Paginafragment —
◆ ◆ ◆ ◆ ◆

Blumberg is voor Trends de ‘dealmaker van 2005’, gevolgd door Meyers en Geens. Ook in de jongste Chambers Global, de publicatie die jaarlijks de belangrijkste bedrijfsadvocaten per land rangschikt, staat het trio vooraan.

3000 gedeclareerde uren

“De voorbije jaren waren we dag en nacht transacties aan het voorbereiden en aan het onderhandelen,” erkent Blumberg, dit jaar naar schatting goed voor 2200 billable hours. “Ik raak compleet geïsoleerd van de echte wereld. We moeten uitbreiden om de vloedgolf van dossiers te behandelen.”

Jan Meyers, wiens schema enkel een uurtje vrijlaat voor een avondmaal met de familie, confereert continu met zijn confraters. “Ik overleg dikwijls midden in de nacht met Koen en Jean-Pierre,” zucht hij. “Wat hebben we toch een hondenleven, klinkt het steevast. Ik zie die kadees graag in een dossier opduiken. Dat bevordert de snelheid van werken en de constructieve oplossingen voor moeilijke situaties. Twee agressieve advocaten tegenover elkaar kunnen een transactie remmen.” Ook Koen Geens probeert zijn confraters niets te lappen. “Niet te veel althans,” lacht hij. “Wie iemand pakt, wordt bij de volgende deal teruggepakt. Het ligt trouwens niet in mijn natuur om iets oneerbaars te doen.”

Laurent Legein, managing partner bij Clifford Chance, noemt de corporate-advocatuur een kleine club met eigen regels en gewoonten. Twintig jaar geleden domineerden klassieke, eerder Latijns geschoolde kantoren zoals Liedekerke en Coppens de markt. “Academisch waren ze top, maar pragmatische, Angelsaksisch geïnspireerde kantoren als Loeff (Allen & Overy) en De Bandt (Linklaters) namen de fakkel over. Ze maakten de weg vrij voor kantoren als het onze.”

◆ ◆ ◆ ◆ ◆

Opdracht —
Zet alstublieft het fragment over de zakenadvocaten hierboven voort, aansluitend op de laatste zin.

◆ ◆ ◆ ◆ ◆

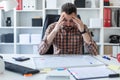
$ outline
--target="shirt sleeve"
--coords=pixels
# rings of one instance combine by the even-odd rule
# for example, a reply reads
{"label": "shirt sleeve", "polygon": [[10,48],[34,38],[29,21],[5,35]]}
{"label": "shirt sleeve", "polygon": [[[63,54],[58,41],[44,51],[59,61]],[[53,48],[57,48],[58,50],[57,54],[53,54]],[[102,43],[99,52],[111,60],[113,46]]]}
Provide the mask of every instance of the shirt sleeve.
{"label": "shirt sleeve", "polygon": [[49,47],[51,46],[52,43],[48,44],[47,36],[54,29],[54,25],[55,24],[51,24],[46,29],[45,35],[44,35],[42,41],[40,42],[40,44],[38,46],[38,52],[39,52],[39,54],[45,54],[48,51]]}
{"label": "shirt sleeve", "polygon": [[91,33],[89,32],[87,26],[85,25],[85,28],[86,28],[86,31],[90,37],[90,42],[89,44],[84,42],[85,44],[85,47],[87,49],[87,51],[93,55],[98,55],[98,47],[97,47],[97,44],[96,42],[92,39],[92,36],[91,36]]}

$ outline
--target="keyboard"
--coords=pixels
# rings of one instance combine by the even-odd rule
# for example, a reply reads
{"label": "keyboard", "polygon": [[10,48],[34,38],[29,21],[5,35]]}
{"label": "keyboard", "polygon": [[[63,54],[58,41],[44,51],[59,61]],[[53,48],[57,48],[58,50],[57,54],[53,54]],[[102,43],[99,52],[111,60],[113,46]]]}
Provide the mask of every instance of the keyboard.
{"label": "keyboard", "polygon": [[35,73],[40,72],[37,69],[24,67],[24,66],[17,65],[17,64],[11,63],[11,62],[7,62],[7,61],[5,61],[5,69],[9,70],[9,71],[12,71],[12,72],[20,73],[22,75],[24,75],[24,74],[35,74]]}

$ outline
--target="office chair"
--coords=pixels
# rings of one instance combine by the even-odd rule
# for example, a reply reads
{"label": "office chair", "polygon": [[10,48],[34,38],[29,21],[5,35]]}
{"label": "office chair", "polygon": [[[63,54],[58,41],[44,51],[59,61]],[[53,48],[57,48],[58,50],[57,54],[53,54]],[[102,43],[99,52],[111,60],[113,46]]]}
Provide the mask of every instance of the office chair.
{"label": "office chair", "polygon": [[[81,19],[79,15],[77,15],[77,16],[79,19]],[[45,31],[46,31],[47,27],[51,23],[58,21],[59,17],[60,17],[60,15],[58,15],[58,14],[47,14],[46,15],[44,25],[43,25],[43,30],[42,30],[42,39],[45,35]],[[84,53],[84,46],[83,46],[83,53]],[[50,46],[50,48],[48,49],[48,51],[45,54],[53,54],[53,45]]]}

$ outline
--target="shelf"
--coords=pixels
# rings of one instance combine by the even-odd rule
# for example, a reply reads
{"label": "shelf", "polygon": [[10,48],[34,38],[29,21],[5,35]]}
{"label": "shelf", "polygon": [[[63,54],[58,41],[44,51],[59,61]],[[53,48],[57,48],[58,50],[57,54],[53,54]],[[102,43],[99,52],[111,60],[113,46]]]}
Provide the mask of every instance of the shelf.
{"label": "shelf", "polygon": [[16,12],[42,12],[43,10],[16,10]]}
{"label": "shelf", "polygon": [[119,43],[104,43],[105,46],[120,46]]}
{"label": "shelf", "polygon": [[3,43],[3,42],[1,43],[0,42],[0,45],[6,45],[6,46],[8,46],[8,45],[14,45],[14,43]]}

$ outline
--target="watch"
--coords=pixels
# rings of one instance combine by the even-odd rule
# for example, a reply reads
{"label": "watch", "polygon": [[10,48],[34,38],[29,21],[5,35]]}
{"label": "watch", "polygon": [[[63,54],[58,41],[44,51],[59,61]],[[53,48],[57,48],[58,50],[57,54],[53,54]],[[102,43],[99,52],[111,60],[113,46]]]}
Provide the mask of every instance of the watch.
{"label": "watch", "polygon": [[86,30],[85,30],[85,28],[84,28],[84,31],[82,31],[82,32],[80,32],[81,34],[84,34],[84,33],[86,33]]}

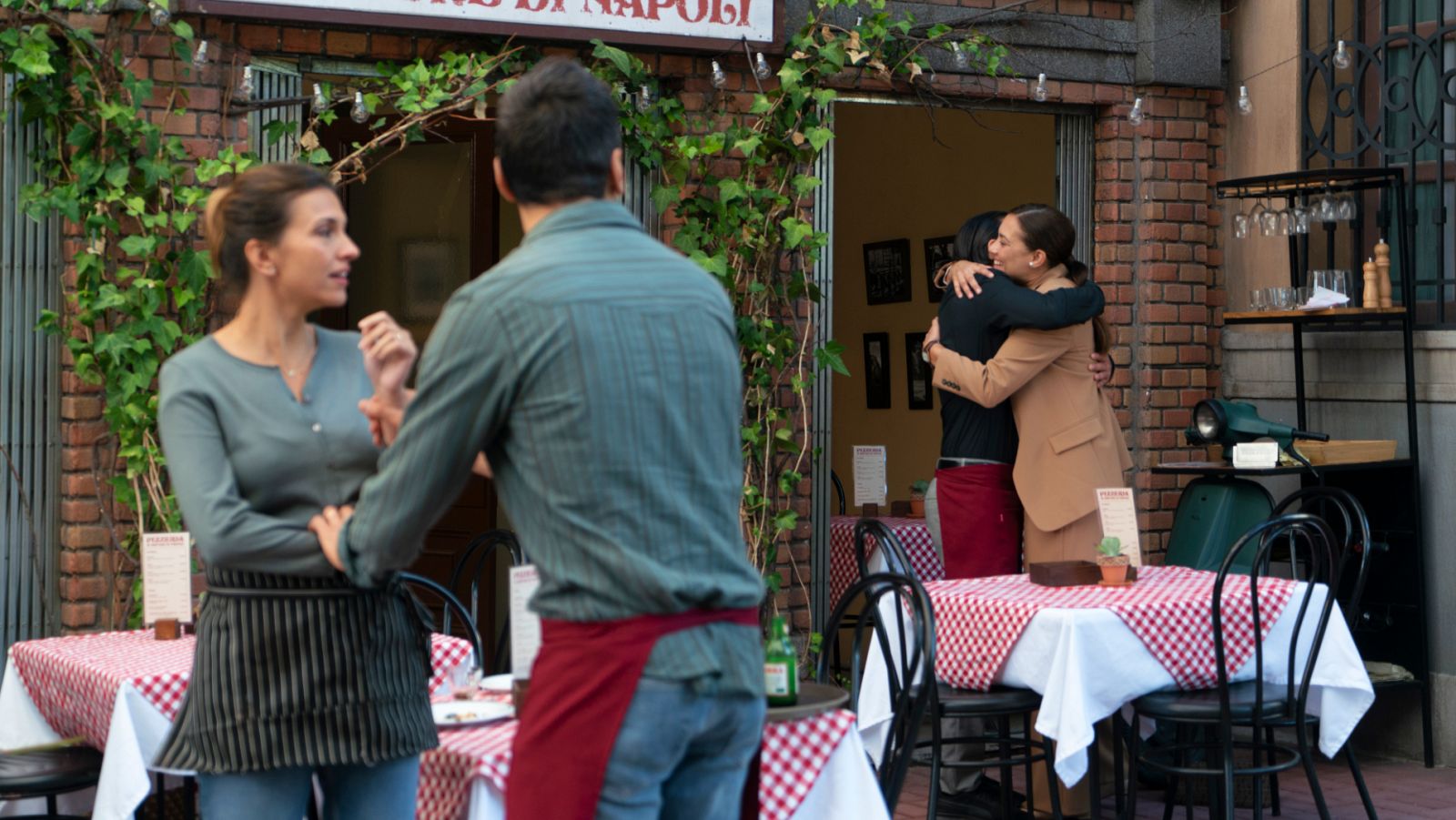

◆ ◆ ◆ ◆ ◆

Antwoord —
Het aantal grote transacties weegt ook door op de structuur van Eubelius, dat – in tegenstelling tot Cleary of Linklaters – geen confraters uit New York of Londen kan laten overvliegen om bijstand te verlenen. Het team van veertig corporate-advocaten rond Koen Geens kan de druk amper aan. Eén confrater hing zijn toga aan de wilgen en studeert nu Italiaanse literatuur. Hij was volgens onze informatie goed voor 3000 gedeclareerde uren.

Prijs is niet doorslaggevend

Geens wil noch kan dit bevestigen. “Ik staar me niet blind op uren,” zegt de managing partner van Eubelius. “Het toewijzen van uren en facturen per capita leidt tot cijferfetisjisme en haantjesgedrag. Dat frustreert goede elementen die er niet aan mee willen doen. We werken op vertrouwen. De klant krijgt wel een factuur, en ze klopt. Niemand schrijft hier uren die niet werden gepresteerd, omdat men er intern toch niet op wordt getaxeerd.”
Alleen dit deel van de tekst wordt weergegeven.